- To be done
Put every line of the entries below into a JSON list of strings, one string per line, omitting blank lines and leaving the pictures out of the answer.
-*-*-
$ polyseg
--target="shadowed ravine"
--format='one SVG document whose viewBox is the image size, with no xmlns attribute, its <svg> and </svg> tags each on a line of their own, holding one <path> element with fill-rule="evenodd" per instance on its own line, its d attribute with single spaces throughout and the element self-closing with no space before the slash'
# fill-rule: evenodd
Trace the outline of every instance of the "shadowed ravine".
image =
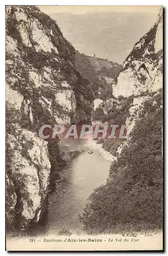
-*-*-
- Answer to this exercise
[
  "$ polyseg",
  "--target=\"shadowed ravine\"",
  "--format='one SVG document whose viewBox is the image size, with no xmlns attribute, its <svg> and </svg> tags each on a line of their own, holding one <path> element with fill-rule=\"evenodd\" per instance on its own line, its d attribute with single spaces throughout and the element self-closing with no space before the slash'",
  "# fill-rule: evenodd",
  "Trace the outline of every instance of the \"shadowed ravine\".",
  "image ="
]